● TEKSTFRAGMENT
┄┄┄┄┄┄┄┄┄┄┄┄┄┄┄┄┄┄┄┄
Opmerkelijk is verder wat we in de geschiedenis van koning Josafat lezen, dat 'hij wandelde in de weg van zijn vader Asa' (2 Kronieken 20: 32a). Ook in 2 Kronieken 21: 12 wordt teruggewezen naar het leven van Asa.
Onze daden zijn beslist niet onbelangrijk, maar uiteindelijk gaat het toch om de gezindheid van ons hart. 'De mens ziet aan, wat voor ogen is, maar de Heere ziet het hart aan'. Als we het geheel van de Bijbelse getuigenis aangaande Asa overzien, kunnen we op de vraag of Asa is verloren gegaan dus geen bevestigend antwoord geven. Hoewel Asa in zijn ouderdom grote fouten heeft gemaakt, was zijn levensbeginsel goed. We leren hier, dat Gods kind in zijn levenseinde door allerlei omstandigheden nog diep in de zonde kan vallen. God wil dit wel vergeven, maar voor de persoon zelf betekent het meestal een donker sterfbed. Misschien heeft Asa daarom zo'n schitterende begrafenis georganiseerd.
Na een regering van eenenveertig jaar, één van de langste perioden dat een koning geregeerd heeft, sterft Asa. Hij wordt begraven in Jeruzalem, de koningsstad. Zelf had hij al voor zijn graf gezorgd. Zijn lichaam wordt neergelegd op een bed van kostbare kruiden. Bij zijn begrafenis worden allerlei specerijen verbrand.
┄┄┄┄┄┄┄┄┄┄┄┄┄┄┄┄┄┄┄┄
● SCHRIFTELIJKE OPDRACHT A
Hoeveel jaar regeerde Asa volgens het fragment over koning Asa?
● SCHRIFTELIJKE OPDRACHT B
Welke bijzonderheden over Asa's graf en begrafenis noemt het fragment over koning Asa? Som ze allemaal op.
● SCHRIFTELIJKE OPDRACHT C
Schrijf het fragment over koning Asa verder vanaf de laatste zin.
Het materiaal speelt hierbij geen enkele rol.

● GEGEVEN MATERIAAL
┄┄┄┄┄┄┄┄┄┄┄┄┄┄┄┄┄┄┄┄
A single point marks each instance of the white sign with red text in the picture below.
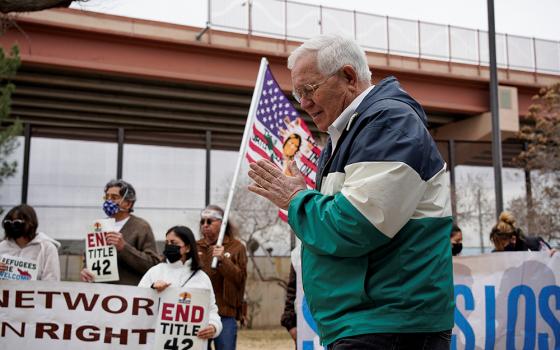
┄┄┄┄┄┄┄┄┄┄┄┄┄┄┄┄┄┄┄┄
● ANTWOORD A
Eenenveertig jaar.

● ANTWOORD B
- Hij wordt begraven in Jeruzalem, de koningsstad.
- Hij had zelf al voor zijn graf gezorgd.
- Zijn lichaam wordt neergelegd op een bed van kostbare kruiden.
- Bij zijn begrafenis worden allerlei specerijen verbrand.

● ANTWOORD C
Maächa
Maächa wordt de moeder van Asa genoemd, maar is in werkelijkheid zijn grootmoeder. Als haar zoon Abia na een korte regeringsperiode van maar drie jaar sterft, behoudt zij de invloedrijke positie, die zij heeft. De koninginmoeder was de gebiedster van de harem van de koning. Zij heeft een bijzondere afgod, die er op berekend was diepe eerbied te wekken voor de natuurgodin Asjera. Wat het precies is geweest, is niet bekend. Misschien dat het een paal is geweest met daarop een hoofd. Het was in ieder geval van hout gemaakt. Asa laat het echter verbranden. Waarschijnlijk heeft Maächa ook buiten het paleis behoorlijk wat te zeggen gehad. Asa laat haar echter afzetten. Ze mag de functie van koningin-moeder niet langer vervullen. Ook om de negatieve invloed, die ze mogelijk op de koningin uit zou kunnen oefenen met haar aanhangen van de afgoden.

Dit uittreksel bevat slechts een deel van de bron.